STATED EXERCISE:
Answer these questions using the regulatory notices below.
(a) Which mode of transportation is identified by the number 4?
(b) On what date will OSHA hold its public meeting?
(c) Before what date must comments on the revised "Flammable Hazardous Materials by Rail Transportation" information collection be submitted?

EXCERPT:
May 21, 2015: Notice of Action on Special Permit Applications

In accordance with The Department of Transportation’s Hazardous Materials Regulations (49 CFR part 107 subpart B) notice is hereby given in regards to the actions on special permits applications. The following modes of transportation involved are identified by a number in the “Nature of Application” portion of the table included in the original article is as follows:
1. Motor Vehicle
2. Rail Freight
3. Cargo Vessel
4. Cargo Aircraft Only
5. Passenger-Carrying Aircraft
Those application numbers that are prefixed with EE represent applications for Emergency Special Permits.

“Nature of Application”

May 21, 2015: (NPRM) PHMSA Proposing To Amend Safety Regulations

PHMSA has issued a proposed rulemaking that would amend the natural and other gas pipeline safety regulations (49 CFR part 192) in order to address regulatory requirements involving plastic piping systems that are used in gas services. PHMSA is issuing this proposal in an effort to correct errors, address inconsistencies and respond to petitions for rulemaking. Several areas are covered in the proposal include, but are not limited to, incorporating tracking and traceability provisions, design factors for polyethylene pipe, more stringent mechanical fitting requirements, updated/additional regulations for risers, expanded use of Polyamide-11 thermoplastic pipe, incorporating Polyamide-12 thermoplastic pipe and incorporating updated/additional standards for fittings.

Pipeline Safety: Plastic Pipe Rule


May 21, 2014: Notice of Public Meeting

OSHA will be holding a public meeting on June 10, 2015 to discuss proposals in preparation for the 29th session of the U.N. Sub-Committee of Experts on the Globally Harmonized System of Classification and Labeling of Chemicals that is being held in Geneva, Switzerland from June 29 – July 1, 2015.

OSHA and the U.S. Interagency GHS Coordinating group will consider comments and information gathered at this meeting to aid the development of the U.S. Government positions for the UNSCEGHS meeting later this year.

The June 10th meeting will also include a public meeting that will be conducted by DOT and PHMSA in preparation for the U.N. Sub-Committee of Experts on the Transport of Dangerous Goods that is being held from June 22-26 in Geneva, Switzerland. PHMSA will be gathering comments relative to potential new work items to be considered for inclusion in the international agenda.

Preparations for the 29th Session of the UN Sub-Committee of Experts on the Globally Harmonized System of Classification and Labelling of Chemicals (UNSCEGHS)


May 14, 2015: Notice and Request for Comments

PHMSA is seeking comments on its plan to revise an information collection under OMB Control Number 2137-0628, “Flammable Hazardous Materials by Rail Transportation”. The new requirement would have tank car owners reporting their progress in retrofitting tank cars to the Department of Transportation. All comments are to be submitted before July 13, 2015.

GIVEN INFORMATION:

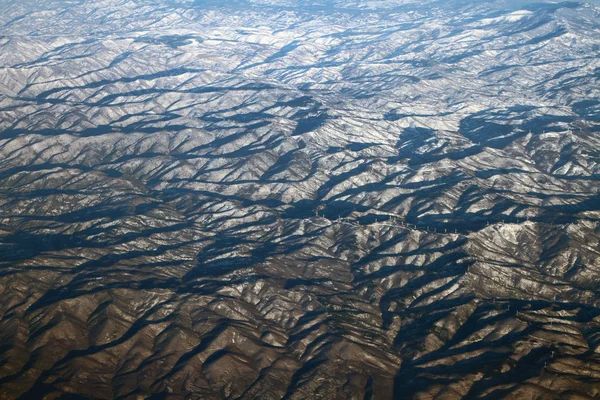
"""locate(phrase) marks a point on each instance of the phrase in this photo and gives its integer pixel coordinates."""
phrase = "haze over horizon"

FINISHED ANSWER:
(a) Cargo Aircraft Only
(b) June 10, 2015
(c) July 13, 2015